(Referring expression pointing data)

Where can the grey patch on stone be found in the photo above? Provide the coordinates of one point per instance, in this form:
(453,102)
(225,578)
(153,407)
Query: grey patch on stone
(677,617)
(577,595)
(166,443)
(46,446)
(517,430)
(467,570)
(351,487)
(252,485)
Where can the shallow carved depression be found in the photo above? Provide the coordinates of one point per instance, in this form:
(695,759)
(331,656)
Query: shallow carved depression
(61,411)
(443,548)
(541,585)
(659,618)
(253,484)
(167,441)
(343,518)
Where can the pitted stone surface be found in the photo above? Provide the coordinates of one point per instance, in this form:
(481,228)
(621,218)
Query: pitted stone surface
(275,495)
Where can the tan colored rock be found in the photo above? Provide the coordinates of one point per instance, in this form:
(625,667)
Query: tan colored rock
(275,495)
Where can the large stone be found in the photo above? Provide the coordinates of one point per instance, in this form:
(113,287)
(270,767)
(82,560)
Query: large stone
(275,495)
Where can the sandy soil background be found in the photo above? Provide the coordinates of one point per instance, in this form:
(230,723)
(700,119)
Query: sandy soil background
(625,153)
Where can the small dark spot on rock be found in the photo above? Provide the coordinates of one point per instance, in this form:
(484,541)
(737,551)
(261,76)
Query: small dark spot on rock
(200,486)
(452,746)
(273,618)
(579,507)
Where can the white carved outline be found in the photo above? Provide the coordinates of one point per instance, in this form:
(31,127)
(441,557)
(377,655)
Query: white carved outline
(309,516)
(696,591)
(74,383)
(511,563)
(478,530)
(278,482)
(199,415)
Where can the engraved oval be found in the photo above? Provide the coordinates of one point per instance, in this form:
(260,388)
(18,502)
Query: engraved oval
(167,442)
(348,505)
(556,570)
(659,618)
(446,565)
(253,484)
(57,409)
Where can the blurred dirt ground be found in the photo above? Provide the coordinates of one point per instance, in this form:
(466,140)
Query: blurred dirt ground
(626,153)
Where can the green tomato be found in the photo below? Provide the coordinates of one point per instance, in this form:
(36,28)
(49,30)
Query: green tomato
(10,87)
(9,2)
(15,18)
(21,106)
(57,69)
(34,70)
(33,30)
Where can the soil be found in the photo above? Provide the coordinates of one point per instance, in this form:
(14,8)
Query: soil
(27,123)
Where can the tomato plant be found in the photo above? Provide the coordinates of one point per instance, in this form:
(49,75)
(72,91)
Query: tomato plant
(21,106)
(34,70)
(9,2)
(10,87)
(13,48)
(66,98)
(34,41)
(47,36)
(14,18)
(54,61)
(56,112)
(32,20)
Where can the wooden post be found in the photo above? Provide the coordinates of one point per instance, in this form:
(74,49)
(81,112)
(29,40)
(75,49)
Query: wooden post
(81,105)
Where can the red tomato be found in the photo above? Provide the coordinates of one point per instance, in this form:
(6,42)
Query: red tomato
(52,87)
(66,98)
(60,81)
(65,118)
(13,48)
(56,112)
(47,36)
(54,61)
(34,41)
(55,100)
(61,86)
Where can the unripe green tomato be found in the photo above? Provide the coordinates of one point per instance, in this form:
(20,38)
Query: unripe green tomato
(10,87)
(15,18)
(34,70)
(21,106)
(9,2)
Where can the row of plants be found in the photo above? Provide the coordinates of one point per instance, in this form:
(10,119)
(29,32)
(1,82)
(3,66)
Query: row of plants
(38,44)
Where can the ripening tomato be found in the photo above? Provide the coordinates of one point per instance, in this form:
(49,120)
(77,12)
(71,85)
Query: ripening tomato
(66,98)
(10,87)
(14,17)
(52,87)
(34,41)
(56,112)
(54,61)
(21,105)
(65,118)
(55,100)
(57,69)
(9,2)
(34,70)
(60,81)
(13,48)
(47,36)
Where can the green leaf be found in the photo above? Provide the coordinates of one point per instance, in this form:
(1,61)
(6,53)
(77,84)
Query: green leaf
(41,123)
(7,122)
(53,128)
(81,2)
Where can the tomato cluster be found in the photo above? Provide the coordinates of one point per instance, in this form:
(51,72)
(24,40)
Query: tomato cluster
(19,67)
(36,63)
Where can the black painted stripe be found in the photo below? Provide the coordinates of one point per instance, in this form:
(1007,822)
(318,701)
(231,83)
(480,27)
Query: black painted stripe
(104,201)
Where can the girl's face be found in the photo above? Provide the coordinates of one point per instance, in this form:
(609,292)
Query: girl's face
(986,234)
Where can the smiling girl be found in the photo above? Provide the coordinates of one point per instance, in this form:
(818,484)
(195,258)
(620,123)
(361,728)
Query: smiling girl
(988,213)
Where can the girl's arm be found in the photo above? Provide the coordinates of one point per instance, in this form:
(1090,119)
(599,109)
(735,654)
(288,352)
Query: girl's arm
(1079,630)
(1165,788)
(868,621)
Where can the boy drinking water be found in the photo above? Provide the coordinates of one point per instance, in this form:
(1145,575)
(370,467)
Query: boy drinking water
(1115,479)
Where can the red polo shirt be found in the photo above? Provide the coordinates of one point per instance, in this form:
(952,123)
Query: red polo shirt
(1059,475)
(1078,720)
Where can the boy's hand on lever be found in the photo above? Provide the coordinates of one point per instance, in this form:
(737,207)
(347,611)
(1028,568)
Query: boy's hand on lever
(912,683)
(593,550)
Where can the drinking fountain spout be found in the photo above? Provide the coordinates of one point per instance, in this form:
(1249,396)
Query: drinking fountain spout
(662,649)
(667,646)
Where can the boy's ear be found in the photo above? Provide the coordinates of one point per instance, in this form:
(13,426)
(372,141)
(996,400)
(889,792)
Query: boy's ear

> _Task item_
Give the data again in full, exactly.

> _Exercise result_
Where can the grey patch on stone be found in the photo above? Provide the coordinates of one point per instance, in this form:
(453,102)
(225,578)
(153,407)
Query: grey patch on stone
(677,617)
(577,595)
(166,443)
(46,446)
(517,430)
(467,570)
(351,487)
(252,485)
Where can the shallow carved depression be found in the photo above? Provide the coordinates of one point per instance, in this form:
(695,759)
(331,656)
Query: shallow carved depression
(61,411)
(443,548)
(541,585)
(659,618)
(253,484)
(167,441)
(343,518)
Where can the pitted stone surface be found in the photo above? Provide the coordinates of one point per instance, in this form:
(481,228)
(621,218)
Query: pitted stone surface
(275,495)
Where can the tan colored rock be found in the photo above? Provide the coordinates of one point per instance, in this form:
(625,667)
Query: tan colored rock
(275,495)
Where can the large stone be found in the photo above? Provide the coordinates of one point per instance, in this form:
(113,287)
(270,767)
(82,560)
Query: large stone
(275,495)
Where can the sandy soil background be found in the photo above? Provide the coordinates of one point per instance, in this form:
(230,723)
(700,119)
Query: sandy soil background
(625,153)
Where can the small dark spot on rock be found in the photo above? Provide the coordinates of one point per instance, in this form:
(484,541)
(737,551)
(261,76)
Query: small dark spot on rock
(200,486)
(452,746)
(273,618)
(579,507)
Where can the white carved outline be found in the photo above? Provide the coordinates of one point per instance, in this form:
(31,127)
(441,557)
(377,655)
Query: white carved outline
(309,516)
(696,591)
(74,383)
(511,563)
(478,530)
(278,482)
(199,415)
Where can the engraved oval be found in the photo above? Provide the coordinates of one point per instance, in this form:
(260,388)
(18,502)
Query: engraved oval
(167,442)
(348,505)
(556,570)
(659,618)
(446,565)
(253,484)
(57,409)
Where can the blurred dirt ground be found in the photo above? Provide the coordinates of one point per instance, in this form:
(466,140)
Query: blurred dirt ground
(626,153)
Where can the green tomato be found in the photo below? Provide the coordinates of one point per instance, in this form:
(36,28)
(49,30)
Query: green tomato
(10,87)
(9,2)
(15,18)
(21,106)
(57,69)
(34,70)
(33,30)
Where can the soil be found in the photo above? Provide the coordinates of one point per instance, in this form:
(14,8)
Query: soil
(27,123)
Where can the tomato plant be found in the photo above? Provide the coordinates of one point per instance, in this form:
(49,75)
(72,91)
Query: tomato plant
(21,106)
(34,70)
(9,2)
(10,87)
(13,48)
(66,98)
(34,41)
(47,36)
(14,18)
(54,61)
(56,112)
(32,20)
Where can the wooden post be found in the photo above? Provide the coordinates of one point per instance, in this form:
(74,49)
(81,112)
(29,40)
(75,49)
Query: wooden post
(81,105)
Where can the red tomato be found in the photo above? Provide the coordinates of one point per instance, in this form:
(6,42)
Query: red tomato
(52,87)
(66,98)
(60,81)
(65,118)
(13,48)
(56,112)
(47,36)
(54,61)
(34,41)
(55,100)
(61,86)
Where can the unripe green tomato be found in the photo above? Provide the coordinates of one point per instance, in this form:
(20,38)
Query: unripe green tomato
(10,87)
(15,18)
(34,70)
(21,106)
(9,2)
Where can the row of plants be found in the photo above? Provide the coordinates of one point per instance, in this form:
(10,119)
(29,32)
(1,82)
(3,66)
Query: row of plants
(38,44)
Where can the ripening tomato be found in the photo above? Provide the coordinates of one point per instance, in this form:
(49,120)
(77,12)
(71,85)
Query: ripening tomato
(66,98)
(10,87)
(14,17)
(52,87)
(34,41)
(56,112)
(54,61)
(21,105)
(65,118)
(55,100)
(57,69)
(9,2)
(34,70)
(60,81)
(13,48)
(47,36)
Where can the green leaf be found in the photo above? Provide the coordinates of one point per instance, in this form:
(1,61)
(6,53)
(77,84)
Query: green leaf
(41,123)
(7,122)
(53,128)
(81,2)
Where can the tomato cluster be found in the photo above? Provide the coordinates of one point per instance, in this form:
(51,72)
(24,40)
Query: tomato cluster
(19,67)
(36,63)
Where can the black painted stripe be found in the photo below? Provide the coordinates of one point per instance, in this form:
(1007,822)
(318,701)
(231,83)
(480,27)
Query: black painted stripe
(104,201)
Where can the girl's face be found in the photo above? Provide the coordinates of one point per instance, in this form:
(609,292)
Query: girl's face
(986,234)
Where can the smiling girl be found in the photo above? Provide the coordinates of one point per instance, in this form:
(818,484)
(195,258)
(620,123)
(361,728)
Query: smiling girl
(988,213)
Where can the girl's arm be found in the photo above? Provide the coordinates of one point per instance, in this form:
(1090,119)
(599,109)
(735,654)
(288,352)
Query: girl's arm
(1079,630)
(1165,788)
(868,621)
Where can the boy drinking water be found in the photo above? Provide the coordinates of one point per instance, in this form:
(1145,575)
(370,467)
Query: boy drinking water
(1115,479)
Where can the red polo shirt be found in the photo above? Provide the coordinates of one point per instance, in this form:
(952,123)
Query: red polo shirt
(1059,475)
(1078,720)
Where can the boy's hand on lever be found in the photo above? Provide the coordinates of one point per instance, in this form:
(737,207)
(347,611)
(1028,568)
Query: boy's hand on lever
(912,683)
(593,550)
Where can the drinking fountain spout be found in the photo above? Provide the coordinates of one point per instance, in this form:
(1249,396)
Query: drinking fountain spout
(662,649)
(667,646)
Where can the boy's ear be found in the photo above? Provide the coordinates of one point per instance, in this form:
(13,426)
(372,141)
(996,400)
(889,792)
Query: boy's ear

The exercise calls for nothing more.